--- Provided text ---

Re: [R] skewness and kurtosis in e1071 correct?

From: Dirk Enzmann <dirk.enzmann_at_jura.uni-hamburg.de>
Date: Tue 24 May 2005 - 22:27:57 EST

To me your answer is opaque (but that seems to be rather a problem of language ;-) ). Perhaps my question has not been expressed clearly enough. Let me state it differently:

In the R package e1071 the formulas (implicit) used are (3) and (4) (see below), the standard deviation used in these formulas, however is based on (2) (see below). This seems to be inconsistent and my question is, whether there is a commonly used third definition of skewness and kurtosis in which the formulas for the "biased" skewness and kurtosis _but_ with the "unbiased" standard deviation are employed.

The standard deviation can be defined as the _sample_ statistic:

sd = 1/n * sum( (x - mean(x))^2 ) # (1)

and as the estimated population parameter:

sd = 1/(n-1) * sum( (x-mean(x))^2 ) # (2).

In R the function sd() calculates the latter.

---

- [Written instruction a] Could you reproduce the records below verbatim, starting at the line holding "of the nose" and running through the last line of the records, both ends included?

--- Dataset entries ---

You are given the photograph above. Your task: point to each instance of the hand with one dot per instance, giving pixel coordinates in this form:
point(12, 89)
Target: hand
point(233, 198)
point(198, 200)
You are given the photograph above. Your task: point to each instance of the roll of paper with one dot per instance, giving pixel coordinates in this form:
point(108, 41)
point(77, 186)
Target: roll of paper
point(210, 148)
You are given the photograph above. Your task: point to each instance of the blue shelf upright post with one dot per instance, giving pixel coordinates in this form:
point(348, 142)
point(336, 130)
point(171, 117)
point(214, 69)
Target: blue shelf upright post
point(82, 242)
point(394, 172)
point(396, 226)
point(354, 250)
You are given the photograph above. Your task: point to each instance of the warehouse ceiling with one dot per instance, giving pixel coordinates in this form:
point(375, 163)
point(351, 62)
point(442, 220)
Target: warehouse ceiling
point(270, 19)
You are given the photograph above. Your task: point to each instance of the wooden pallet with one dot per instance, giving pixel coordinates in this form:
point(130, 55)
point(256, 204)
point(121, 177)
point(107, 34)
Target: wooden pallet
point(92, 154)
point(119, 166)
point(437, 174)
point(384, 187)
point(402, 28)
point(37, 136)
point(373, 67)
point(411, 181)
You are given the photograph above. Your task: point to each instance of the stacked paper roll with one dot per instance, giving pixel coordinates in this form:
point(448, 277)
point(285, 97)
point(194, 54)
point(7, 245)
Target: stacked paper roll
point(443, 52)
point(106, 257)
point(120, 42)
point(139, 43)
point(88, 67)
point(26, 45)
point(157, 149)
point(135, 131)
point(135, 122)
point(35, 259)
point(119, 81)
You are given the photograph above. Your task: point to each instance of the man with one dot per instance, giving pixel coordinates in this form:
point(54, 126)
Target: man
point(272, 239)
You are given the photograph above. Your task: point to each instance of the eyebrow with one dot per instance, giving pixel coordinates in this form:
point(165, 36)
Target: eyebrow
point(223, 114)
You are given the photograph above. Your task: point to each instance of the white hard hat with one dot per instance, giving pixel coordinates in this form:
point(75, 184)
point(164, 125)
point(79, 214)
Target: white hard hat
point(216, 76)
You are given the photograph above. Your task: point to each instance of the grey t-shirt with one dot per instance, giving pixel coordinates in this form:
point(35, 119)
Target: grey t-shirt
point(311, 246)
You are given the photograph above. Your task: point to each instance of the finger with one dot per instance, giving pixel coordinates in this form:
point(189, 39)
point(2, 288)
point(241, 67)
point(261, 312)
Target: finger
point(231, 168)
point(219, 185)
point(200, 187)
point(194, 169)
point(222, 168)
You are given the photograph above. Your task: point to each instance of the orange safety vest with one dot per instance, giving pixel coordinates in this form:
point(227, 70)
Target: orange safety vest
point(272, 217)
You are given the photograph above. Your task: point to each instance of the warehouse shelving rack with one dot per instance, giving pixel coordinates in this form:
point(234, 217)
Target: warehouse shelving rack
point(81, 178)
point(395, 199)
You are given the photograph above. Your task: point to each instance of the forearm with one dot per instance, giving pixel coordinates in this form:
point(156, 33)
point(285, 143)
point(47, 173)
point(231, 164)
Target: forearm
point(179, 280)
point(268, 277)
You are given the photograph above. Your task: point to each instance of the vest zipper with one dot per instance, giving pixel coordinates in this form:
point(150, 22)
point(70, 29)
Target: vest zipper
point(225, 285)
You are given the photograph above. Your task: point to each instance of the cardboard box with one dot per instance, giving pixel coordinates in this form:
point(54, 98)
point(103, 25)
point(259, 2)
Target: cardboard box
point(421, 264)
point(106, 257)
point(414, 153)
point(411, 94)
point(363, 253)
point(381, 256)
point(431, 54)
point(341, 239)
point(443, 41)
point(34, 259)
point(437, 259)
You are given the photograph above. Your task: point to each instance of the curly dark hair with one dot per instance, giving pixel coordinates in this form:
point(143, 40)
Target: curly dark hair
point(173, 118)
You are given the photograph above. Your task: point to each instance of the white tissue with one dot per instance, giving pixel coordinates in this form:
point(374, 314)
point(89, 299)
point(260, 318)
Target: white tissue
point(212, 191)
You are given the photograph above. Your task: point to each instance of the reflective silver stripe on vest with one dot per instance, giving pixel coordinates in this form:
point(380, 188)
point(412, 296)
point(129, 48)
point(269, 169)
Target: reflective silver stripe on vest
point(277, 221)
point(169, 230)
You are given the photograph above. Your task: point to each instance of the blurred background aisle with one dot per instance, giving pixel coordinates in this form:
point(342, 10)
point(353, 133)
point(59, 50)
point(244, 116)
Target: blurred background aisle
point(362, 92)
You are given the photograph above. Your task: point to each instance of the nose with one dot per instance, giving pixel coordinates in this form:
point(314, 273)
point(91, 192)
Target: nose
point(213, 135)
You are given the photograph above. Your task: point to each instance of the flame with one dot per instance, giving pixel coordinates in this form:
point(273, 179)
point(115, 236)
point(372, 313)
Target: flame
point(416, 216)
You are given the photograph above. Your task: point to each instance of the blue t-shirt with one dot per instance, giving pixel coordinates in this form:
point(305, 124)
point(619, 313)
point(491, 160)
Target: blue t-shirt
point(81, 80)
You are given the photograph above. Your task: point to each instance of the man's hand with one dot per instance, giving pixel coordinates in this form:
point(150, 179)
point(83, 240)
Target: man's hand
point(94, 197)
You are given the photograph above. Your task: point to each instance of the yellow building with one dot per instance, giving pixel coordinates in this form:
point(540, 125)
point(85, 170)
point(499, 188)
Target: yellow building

---

- [Written instruction b] Could you write out the forum post on skewness and kurtosis verbatim, between "To me your answer" and "deviation are employed.", inclusive?

- [Full output a]
You are given the photograph above. Your task: point to each instance of the nose with one dot per instance, giving pixel coordinates in this form:
point(314, 273)
point(91, 192)
Target: nose
point(213, 135)
You are given the photograph above. Your task: point to each instance of the flame with one dot per instance, giving pixel coordinates in this form:
point(273, 179)
point(115, 236)
point(372, 313)
Target: flame
point(416, 216)
You are given the photograph above. Your task: point to each instance of the blue t-shirt with one dot per instance, giving pixel coordinates in this form:
point(305, 124)
point(619, 313)
point(491, 160)
Target: blue t-shirt
point(81, 80)
You are given the photograph above. Your task: point to each instance of the man's hand with one dot per instance, giving pixel coordinates in this form:
point(150, 179)
point(83, 240)
Target: man's hand
point(94, 197)
You are given the photograph above. Your task: point to each instance of the yellow building with one dot per instance, giving pixel coordinates in this form:
point(540, 125)
point(85, 170)
point(499, 188)
Target: yellow building

- [Full output b]
To me your answer is opaque (but that seems to be rather a problem of language ;-) ). Perhaps my question has not been expressed clearly enough. Let me state it differently:

In the R package e1071 the formulas (implicit) used are (3) and (4) (see below), the standard deviation used in these formulas, however is based on (2) (see below). This seems to be inconsistent and my question is, whether there is a commonly used third definition of skewness and kurtosis in which the formulas for the "biased" skewness and kurtosis _but_ with the "unbiased" standard deviation are employed.